— START OF Extracted records —
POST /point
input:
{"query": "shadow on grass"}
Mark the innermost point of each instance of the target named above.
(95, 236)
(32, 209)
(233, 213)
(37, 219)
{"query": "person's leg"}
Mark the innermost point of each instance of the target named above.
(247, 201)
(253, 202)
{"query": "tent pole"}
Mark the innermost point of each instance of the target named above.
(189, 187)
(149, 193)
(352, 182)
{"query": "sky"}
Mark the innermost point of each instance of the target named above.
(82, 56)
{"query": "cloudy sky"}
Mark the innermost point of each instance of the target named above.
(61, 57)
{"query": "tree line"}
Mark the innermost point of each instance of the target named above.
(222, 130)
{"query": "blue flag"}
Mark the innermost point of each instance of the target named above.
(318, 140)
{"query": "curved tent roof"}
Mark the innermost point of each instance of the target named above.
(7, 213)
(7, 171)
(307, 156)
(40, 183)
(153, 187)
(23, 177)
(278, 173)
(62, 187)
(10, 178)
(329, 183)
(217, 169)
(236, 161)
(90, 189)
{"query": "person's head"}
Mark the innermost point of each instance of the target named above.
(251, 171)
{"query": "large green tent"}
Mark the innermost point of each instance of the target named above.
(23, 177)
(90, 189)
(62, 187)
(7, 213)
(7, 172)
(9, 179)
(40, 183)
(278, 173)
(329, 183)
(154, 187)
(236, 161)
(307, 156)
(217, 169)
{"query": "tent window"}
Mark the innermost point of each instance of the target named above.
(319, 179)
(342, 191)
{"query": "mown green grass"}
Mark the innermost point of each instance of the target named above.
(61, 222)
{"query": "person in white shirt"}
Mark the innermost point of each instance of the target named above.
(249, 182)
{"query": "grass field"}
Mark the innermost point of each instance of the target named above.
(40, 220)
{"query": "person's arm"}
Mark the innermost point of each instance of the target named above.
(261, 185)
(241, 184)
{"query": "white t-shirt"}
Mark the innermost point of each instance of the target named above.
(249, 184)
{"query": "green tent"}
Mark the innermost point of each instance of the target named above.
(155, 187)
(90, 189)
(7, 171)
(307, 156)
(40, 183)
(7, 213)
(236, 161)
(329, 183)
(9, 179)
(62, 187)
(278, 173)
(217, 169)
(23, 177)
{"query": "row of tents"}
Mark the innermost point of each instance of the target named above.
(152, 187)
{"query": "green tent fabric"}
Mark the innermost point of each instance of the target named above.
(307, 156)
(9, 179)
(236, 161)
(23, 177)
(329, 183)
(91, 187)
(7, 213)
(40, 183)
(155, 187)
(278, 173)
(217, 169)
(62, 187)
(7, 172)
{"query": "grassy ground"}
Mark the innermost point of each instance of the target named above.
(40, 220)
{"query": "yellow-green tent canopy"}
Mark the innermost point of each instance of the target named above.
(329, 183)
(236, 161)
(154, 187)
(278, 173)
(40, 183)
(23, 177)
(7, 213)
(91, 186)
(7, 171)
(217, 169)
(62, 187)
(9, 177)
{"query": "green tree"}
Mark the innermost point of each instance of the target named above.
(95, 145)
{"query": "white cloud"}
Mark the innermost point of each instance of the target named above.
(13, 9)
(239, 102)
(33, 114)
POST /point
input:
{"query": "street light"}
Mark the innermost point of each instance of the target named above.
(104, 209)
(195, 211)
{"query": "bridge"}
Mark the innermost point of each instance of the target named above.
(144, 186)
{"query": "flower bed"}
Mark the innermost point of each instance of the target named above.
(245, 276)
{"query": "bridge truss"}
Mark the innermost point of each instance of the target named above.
— END OF Extracted records —
_Instructions for the task:_
Copy out the full material exactly as it appears.

_Result for this exercise:_
POST /point
input:
{"query": "shadow on grass"}
Mark the innermost point of each instance of the target named above.
(95, 236)
(32, 209)
(233, 213)
(37, 219)
{"query": "person's leg"}
Mark the innermost point of each instance of the target named above.
(247, 201)
(253, 202)
{"query": "tent pole"}
Mark the innermost point of each instance of the target named above.
(189, 187)
(149, 193)
(352, 182)
{"query": "sky"}
Mark the innermost point of each instance of the target named above.
(82, 56)
{"query": "cloudy sky"}
Mark the innermost point of each instance of the target named above.
(61, 57)
{"query": "tree line"}
Mark the innermost point of each instance of the target named above.
(222, 130)
{"query": "blue flag"}
Mark the innermost point of each instance of the target named above.
(318, 140)
{"query": "curved tent roof"}
Mark the innermost point of each instance of the target named above.
(7, 213)
(7, 171)
(307, 156)
(40, 183)
(153, 187)
(23, 177)
(278, 173)
(62, 187)
(10, 178)
(329, 183)
(217, 169)
(236, 161)
(90, 189)
{"query": "person's head"}
Mark the innermost point of each instance of the target named above.
(251, 171)
{"query": "large green tent"}
Mark the innermost point of each instance of the target named above.
(23, 177)
(90, 189)
(62, 187)
(7, 213)
(7, 172)
(9, 179)
(40, 183)
(278, 173)
(329, 183)
(154, 187)
(236, 161)
(307, 156)
(217, 169)
{"query": "tent window"}
Mark the innermost point of each instance of the target named above.
(319, 179)
(342, 191)
{"query": "mown green grass"}
Mark the innermost point of each instance of the target named above.
(61, 222)
{"query": "person in white shirt"}
Mark the innermost point of each instance of the target named above.
(249, 182)
{"query": "grass field"}
Mark the innermost point of each instance of the target named above.
(40, 220)
{"query": "person's arm"}
Mark the innermost point of each instance of the target named above.
(261, 185)
(241, 184)
{"query": "white t-shirt"}
Mark the innermost point of each instance of the target named above.
(249, 184)
{"query": "green tent"}
Mark the innermost point of each instance of the target named above.
(155, 187)
(90, 189)
(7, 171)
(307, 156)
(40, 183)
(7, 213)
(236, 161)
(329, 183)
(9, 179)
(62, 187)
(278, 173)
(217, 169)
(23, 177)
{"query": "row of tents"}
Mark the innermost point of each instance of the target named above.
(152, 187)
{"query": "green tent fabric"}
Mark the innermost point of each instance of the target named above.
(307, 156)
(9, 179)
(236, 161)
(23, 177)
(329, 183)
(91, 187)
(7, 213)
(40, 183)
(155, 187)
(278, 173)
(217, 169)
(62, 187)
(7, 172)
{"query": "grassy ground"}
Mark the innermost point of each instance of the target named above.
(40, 220)
{"query": "yellow-green tent canopy"}
Mark the innermost point of each instance of the target named above.
(329, 183)
(236, 161)
(154, 187)
(278, 173)
(40, 183)
(23, 177)
(7, 213)
(91, 186)
(7, 171)
(217, 169)
(62, 187)
(9, 177)
{"query": "green tree"}
Mark the innermost point of each instance of the target named above.
(95, 145)
{"query": "white cloud"}
Mark the innermost point of each instance of the target named above.
(13, 9)
(239, 102)
(33, 114)
POST /point
input:
{"query": "street light"}
Mark the innermost point of each instance of the target named above.
(104, 209)
(195, 211)
{"query": "bridge"}
Mark the innermost point of each instance of the target named above.
(144, 186)
{"query": "flower bed"}
Mark the innermost point of each instance of the target named above.
(245, 276)
{"query": "bridge truss"}
Mark the innermost point of each instance of the target named above.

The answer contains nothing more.